TEXT SEGMENT:
How we scaled ranking with Learn-to-Rank

How do you deliver great ranking for the long tail of queries—when you don’t have enough user interaction data to learn from?

I’ll show you how we answered that question at Algolia. This post is a cleaned-up version of a talk I gave at DevCon 2025. It’s for developers who care about ranking quality, but also have to ship systems that scale, stay explainable, and don’t require constant hand-tuning.

If you prefer, you can watch the original presentation below.

The long tail cliff is real

Search systems are really good at learning from user behavior. Clicks, conversions, saves, plays—whatever “success” means in your product—those signals tell you what users actually want.

But most search applications follow a lopsided distribution:

A small slice of queries (often ~10–20%) have high volumes for engagement events.
The rest (the other ~80%) is a long tail: unique, specific, low-frequency searches.

For head queries, you get rich behavioral data and you can do a lot with it.

For long-tail queries, you often get… nothing. Or not enough to confidently learn anything. That’s the long tail cliff: a huge portion of your query space where event-based approaches can’t really operate.

And here’s the twist: those niche queries are often the ones with the highest intent. When someone searches for something very specific, they tend to know what they want—and if you rank well, they’re more likely to engage or convert.

So the question “how do we bring that same intelligence to queries we barely see?”

Start with what already works: Dynamic Re-Ranking

We didn’t start by inventing a brand new ranking system. We started with something that’s already proven in production: Dynamic Re-Ranking (DRR). DRR is the “wisdom of the crowd” applied to search results:

It watches what users do for a given query (clicks, purchases, plays, etc.).
It learns which results users consistently prefer.
It boosts those results for that query going forward.

DATA SHOWN:
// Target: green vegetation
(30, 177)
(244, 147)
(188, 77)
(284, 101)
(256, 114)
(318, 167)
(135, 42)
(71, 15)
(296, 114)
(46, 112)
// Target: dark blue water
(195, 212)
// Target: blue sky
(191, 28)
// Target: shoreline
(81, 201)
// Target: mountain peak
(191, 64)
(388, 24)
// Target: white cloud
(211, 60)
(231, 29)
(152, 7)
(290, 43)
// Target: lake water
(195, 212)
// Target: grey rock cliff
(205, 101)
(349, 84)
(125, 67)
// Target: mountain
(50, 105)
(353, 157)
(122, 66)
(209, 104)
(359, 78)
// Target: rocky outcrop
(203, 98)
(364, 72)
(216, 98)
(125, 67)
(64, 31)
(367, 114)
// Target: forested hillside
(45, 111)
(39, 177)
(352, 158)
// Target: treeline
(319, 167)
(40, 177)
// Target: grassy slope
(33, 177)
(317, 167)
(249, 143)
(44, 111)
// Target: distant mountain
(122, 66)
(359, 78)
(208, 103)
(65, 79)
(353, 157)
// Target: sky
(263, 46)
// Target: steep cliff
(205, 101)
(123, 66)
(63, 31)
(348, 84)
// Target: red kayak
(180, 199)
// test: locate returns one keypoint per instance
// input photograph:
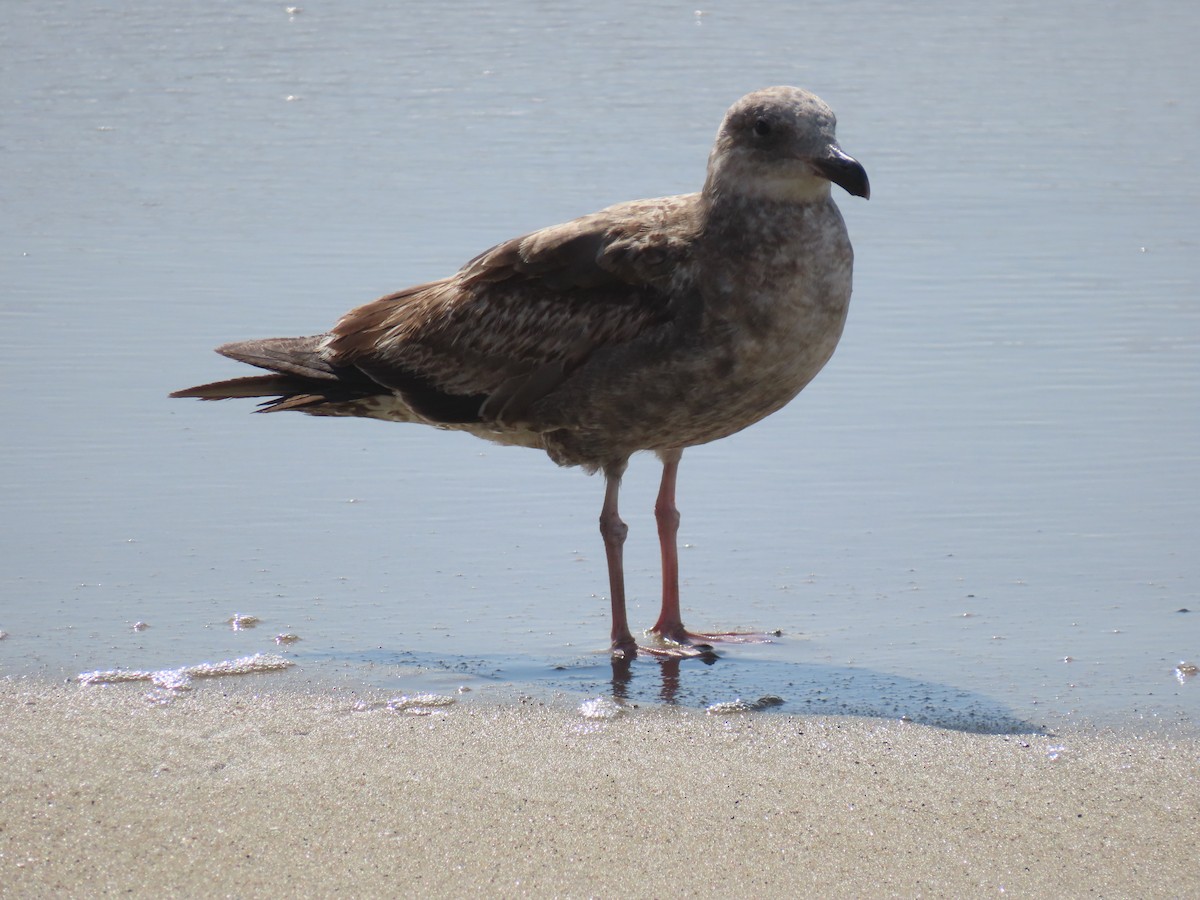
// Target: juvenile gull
(649, 325)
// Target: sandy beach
(229, 792)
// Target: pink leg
(670, 624)
(613, 532)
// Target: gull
(654, 324)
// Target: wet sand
(232, 792)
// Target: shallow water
(983, 511)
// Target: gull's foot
(681, 636)
(665, 649)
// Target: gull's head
(779, 144)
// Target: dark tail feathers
(300, 376)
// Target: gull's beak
(844, 171)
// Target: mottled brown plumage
(649, 325)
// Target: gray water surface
(982, 514)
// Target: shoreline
(249, 791)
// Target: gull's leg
(613, 532)
(670, 624)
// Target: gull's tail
(301, 378)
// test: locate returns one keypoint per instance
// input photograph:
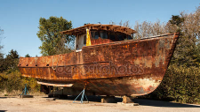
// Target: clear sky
(20, 18)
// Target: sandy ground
(41, 104)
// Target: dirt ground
(41, 104)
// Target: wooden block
(26, 96)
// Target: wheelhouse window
(95, 34)
(103, 35)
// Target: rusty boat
(106, 60)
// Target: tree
(27, 55)
(53, 42)
(11, 60)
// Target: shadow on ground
(3, 110)
(142, 102)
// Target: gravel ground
(41, 104)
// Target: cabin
(94, 34)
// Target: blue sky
(20, 18)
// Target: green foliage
(53, 42)
(10, 62)
(182, 79)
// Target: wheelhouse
(94, 34)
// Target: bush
(14, 81)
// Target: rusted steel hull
(130, 68)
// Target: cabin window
(103, 35)
(95, 34)
(129, 37)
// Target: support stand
(24, 93)
(82, 96)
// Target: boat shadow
(142, 102)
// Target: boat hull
(130, 68)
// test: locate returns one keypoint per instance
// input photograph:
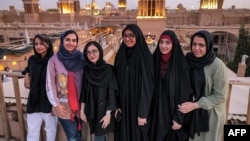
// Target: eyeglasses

TASK STATEMENT:
Transcribe a part of the Learn-to-Rank post, beginning at the words "For long-tail queries, you" and stopping after "purchases, plays, etc.).". The data is separate material and has no connection to the text.

COMPLETE ANSWER:
For long-tail queries, you often get… nothing. Or not enough to confidently learn anything. That’s the long tail cliff: a huge portion of your query space where event-based approaches can’t really operate.

And here’s the twist: those niche queries are often the ones with the highest intent. When someone searches for something very specific, they tend to know what they want—and if you rank well, they’re more likely to engage or convert.

So the question “how do we bring that same intelligence to queries we barely see?”

Start with what already works: Dynamic Re-Ranking

We didn’t start by inventing a brand new ranking system. We started with something that’s already proven in production: Dynamic Re-Ranking (DRR). DRR is the “wisdom of the crowd” applied to search results:

It watches what users do for a given query (clicks, purchases, plays, etc.).